■ Given records:
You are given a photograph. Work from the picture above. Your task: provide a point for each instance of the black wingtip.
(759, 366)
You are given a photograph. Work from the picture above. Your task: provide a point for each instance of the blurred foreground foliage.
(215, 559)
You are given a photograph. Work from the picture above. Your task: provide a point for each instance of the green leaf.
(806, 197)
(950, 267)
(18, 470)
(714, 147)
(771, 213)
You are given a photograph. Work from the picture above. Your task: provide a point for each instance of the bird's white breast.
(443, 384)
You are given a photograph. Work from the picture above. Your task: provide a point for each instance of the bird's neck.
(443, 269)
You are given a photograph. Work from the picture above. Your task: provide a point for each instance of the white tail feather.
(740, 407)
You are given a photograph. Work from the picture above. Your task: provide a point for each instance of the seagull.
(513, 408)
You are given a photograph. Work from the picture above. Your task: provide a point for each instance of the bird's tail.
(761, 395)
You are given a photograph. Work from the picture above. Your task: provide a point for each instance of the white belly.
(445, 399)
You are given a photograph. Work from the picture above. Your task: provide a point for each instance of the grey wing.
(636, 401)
---
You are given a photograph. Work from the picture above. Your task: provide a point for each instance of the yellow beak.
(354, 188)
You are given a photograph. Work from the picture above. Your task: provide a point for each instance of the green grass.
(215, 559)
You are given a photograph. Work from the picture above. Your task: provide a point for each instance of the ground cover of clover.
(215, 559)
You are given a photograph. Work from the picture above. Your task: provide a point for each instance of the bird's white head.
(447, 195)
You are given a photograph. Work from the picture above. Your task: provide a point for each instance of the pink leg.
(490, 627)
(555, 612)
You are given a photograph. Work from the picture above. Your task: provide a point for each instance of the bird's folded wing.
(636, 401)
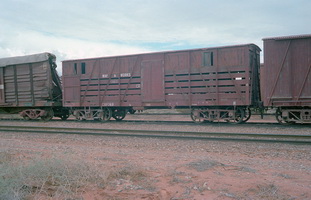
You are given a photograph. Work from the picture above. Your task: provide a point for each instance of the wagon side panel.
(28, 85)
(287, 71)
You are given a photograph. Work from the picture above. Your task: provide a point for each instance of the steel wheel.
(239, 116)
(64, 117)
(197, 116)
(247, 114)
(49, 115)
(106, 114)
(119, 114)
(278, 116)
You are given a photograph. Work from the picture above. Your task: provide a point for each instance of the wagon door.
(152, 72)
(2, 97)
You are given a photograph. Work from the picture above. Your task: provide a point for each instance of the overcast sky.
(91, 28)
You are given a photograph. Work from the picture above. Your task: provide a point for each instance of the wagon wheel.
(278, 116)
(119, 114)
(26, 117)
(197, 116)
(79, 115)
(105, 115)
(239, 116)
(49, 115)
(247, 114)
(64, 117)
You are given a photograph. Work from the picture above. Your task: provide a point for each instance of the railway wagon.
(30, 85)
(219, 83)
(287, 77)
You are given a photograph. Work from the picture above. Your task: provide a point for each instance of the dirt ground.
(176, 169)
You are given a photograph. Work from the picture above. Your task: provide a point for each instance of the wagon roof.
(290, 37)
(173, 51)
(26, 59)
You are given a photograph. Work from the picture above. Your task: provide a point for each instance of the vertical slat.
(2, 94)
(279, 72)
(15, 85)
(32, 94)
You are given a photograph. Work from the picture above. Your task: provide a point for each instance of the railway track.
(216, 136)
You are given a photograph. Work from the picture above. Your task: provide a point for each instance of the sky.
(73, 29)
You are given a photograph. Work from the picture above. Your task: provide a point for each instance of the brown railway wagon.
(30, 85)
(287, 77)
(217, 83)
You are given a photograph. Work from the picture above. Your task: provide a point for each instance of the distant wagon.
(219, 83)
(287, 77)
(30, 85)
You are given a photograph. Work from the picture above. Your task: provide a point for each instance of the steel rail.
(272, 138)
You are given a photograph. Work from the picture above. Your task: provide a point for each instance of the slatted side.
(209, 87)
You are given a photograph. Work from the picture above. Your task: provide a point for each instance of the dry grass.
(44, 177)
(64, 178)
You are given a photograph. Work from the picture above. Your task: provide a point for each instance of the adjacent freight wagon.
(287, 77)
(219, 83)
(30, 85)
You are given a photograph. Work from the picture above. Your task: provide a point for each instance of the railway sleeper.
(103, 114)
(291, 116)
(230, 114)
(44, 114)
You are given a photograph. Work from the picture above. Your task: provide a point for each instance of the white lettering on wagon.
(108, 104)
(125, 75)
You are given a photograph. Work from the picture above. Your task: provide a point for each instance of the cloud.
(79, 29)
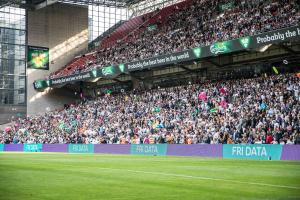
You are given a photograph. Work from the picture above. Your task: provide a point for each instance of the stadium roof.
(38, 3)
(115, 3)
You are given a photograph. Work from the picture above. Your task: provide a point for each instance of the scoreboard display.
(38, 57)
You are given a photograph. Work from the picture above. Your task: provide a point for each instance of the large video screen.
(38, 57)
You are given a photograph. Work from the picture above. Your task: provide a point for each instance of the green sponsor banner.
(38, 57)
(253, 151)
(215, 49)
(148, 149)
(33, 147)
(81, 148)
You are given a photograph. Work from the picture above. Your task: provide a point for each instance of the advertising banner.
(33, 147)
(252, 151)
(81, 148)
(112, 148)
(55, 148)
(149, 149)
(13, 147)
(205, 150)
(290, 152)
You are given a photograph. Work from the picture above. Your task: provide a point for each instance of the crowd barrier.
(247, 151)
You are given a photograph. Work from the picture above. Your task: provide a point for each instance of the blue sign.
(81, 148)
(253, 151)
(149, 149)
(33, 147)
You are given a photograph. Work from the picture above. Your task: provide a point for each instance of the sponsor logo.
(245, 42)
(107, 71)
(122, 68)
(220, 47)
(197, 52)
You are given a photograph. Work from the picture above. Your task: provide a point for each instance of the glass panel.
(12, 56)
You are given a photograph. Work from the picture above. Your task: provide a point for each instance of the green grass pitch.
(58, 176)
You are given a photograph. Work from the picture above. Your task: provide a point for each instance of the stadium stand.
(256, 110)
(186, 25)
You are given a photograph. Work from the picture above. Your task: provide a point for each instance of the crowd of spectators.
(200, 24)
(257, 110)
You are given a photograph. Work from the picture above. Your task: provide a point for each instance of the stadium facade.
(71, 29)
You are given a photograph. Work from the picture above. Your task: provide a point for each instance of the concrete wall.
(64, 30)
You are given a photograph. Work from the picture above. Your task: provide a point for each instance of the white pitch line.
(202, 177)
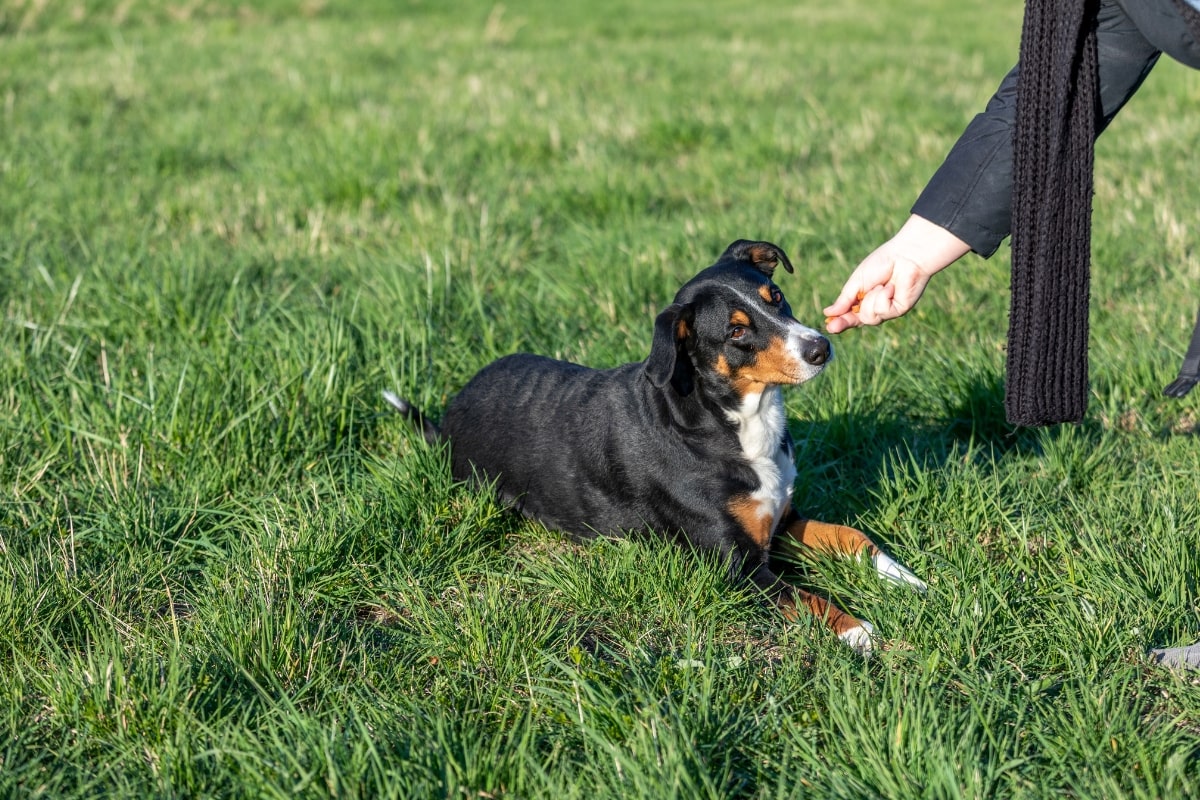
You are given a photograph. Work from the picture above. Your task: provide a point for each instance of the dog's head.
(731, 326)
---
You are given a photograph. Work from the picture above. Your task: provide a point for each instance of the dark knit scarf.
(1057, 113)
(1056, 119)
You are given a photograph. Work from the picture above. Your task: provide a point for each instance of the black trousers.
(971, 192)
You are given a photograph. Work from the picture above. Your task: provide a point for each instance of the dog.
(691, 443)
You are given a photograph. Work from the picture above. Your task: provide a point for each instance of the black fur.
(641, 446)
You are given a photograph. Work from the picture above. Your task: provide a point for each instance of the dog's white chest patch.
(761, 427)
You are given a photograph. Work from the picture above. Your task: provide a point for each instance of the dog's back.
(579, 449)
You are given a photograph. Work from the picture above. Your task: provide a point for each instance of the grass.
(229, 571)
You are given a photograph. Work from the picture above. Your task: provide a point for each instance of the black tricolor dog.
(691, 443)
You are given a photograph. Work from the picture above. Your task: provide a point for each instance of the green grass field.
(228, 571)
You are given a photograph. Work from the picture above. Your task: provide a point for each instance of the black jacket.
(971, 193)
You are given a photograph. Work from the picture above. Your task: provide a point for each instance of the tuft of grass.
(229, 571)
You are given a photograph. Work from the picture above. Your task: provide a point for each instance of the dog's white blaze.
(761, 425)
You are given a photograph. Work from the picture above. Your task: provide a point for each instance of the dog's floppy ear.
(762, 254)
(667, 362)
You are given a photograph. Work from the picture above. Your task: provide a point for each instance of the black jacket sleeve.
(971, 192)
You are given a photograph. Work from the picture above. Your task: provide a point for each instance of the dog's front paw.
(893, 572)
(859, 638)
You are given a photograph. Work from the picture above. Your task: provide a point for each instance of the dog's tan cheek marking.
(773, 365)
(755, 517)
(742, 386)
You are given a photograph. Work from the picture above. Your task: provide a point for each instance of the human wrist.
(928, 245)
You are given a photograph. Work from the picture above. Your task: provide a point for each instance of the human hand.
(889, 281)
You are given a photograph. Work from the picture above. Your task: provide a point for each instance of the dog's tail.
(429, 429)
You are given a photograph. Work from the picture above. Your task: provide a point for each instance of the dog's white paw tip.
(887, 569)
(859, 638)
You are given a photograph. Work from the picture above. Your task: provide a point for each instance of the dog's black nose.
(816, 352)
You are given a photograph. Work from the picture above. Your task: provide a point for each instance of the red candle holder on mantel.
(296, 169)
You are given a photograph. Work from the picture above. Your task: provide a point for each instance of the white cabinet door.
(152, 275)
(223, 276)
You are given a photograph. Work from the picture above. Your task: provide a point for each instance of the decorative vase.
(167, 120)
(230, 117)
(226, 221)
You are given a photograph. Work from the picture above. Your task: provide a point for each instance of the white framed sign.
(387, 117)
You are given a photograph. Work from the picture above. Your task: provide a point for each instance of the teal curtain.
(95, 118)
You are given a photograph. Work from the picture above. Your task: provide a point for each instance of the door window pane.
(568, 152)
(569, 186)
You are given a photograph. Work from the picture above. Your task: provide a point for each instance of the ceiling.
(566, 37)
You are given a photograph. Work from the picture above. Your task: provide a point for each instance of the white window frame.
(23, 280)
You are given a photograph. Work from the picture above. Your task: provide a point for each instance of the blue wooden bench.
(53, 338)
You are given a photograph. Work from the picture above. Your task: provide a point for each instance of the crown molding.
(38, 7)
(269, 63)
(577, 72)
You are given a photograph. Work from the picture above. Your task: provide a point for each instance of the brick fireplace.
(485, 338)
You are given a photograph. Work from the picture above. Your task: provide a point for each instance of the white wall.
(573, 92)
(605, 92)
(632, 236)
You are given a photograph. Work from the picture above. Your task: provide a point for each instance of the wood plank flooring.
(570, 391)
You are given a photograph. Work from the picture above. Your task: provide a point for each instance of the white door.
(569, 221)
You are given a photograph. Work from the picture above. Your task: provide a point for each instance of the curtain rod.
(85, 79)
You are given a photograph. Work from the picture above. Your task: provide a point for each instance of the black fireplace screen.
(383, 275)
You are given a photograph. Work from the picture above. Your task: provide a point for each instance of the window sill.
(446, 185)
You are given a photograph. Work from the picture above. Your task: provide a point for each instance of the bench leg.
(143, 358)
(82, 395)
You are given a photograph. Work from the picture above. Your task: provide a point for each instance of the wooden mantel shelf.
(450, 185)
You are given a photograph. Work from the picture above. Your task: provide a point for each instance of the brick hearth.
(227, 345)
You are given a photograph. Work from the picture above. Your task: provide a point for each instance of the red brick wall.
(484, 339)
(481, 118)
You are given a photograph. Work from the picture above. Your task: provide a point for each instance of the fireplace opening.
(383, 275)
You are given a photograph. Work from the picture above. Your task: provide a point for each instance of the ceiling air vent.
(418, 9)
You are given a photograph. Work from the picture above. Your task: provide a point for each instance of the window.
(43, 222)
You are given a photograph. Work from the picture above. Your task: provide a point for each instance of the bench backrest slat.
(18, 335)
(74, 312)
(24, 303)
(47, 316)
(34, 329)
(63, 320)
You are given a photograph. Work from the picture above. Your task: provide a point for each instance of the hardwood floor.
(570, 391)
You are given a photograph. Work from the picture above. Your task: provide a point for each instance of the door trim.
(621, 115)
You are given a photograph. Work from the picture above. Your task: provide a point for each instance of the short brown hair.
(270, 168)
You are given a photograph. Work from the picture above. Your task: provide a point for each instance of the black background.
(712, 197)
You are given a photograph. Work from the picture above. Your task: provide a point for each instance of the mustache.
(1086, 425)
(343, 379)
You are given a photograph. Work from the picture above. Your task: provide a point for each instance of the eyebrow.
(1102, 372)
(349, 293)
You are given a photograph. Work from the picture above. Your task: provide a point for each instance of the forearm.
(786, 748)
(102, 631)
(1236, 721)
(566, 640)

■ Brief: Pick out every line in the material above that contains the word "human" and copy each one. Case counts.

■ Reply to the task:
You are given a photograph. Work from the picture above. Your task: provide a point for each instance of the human wrist.
You are given a photograph. Work from the picture above. Your task: provide a point for each instance of the human hand.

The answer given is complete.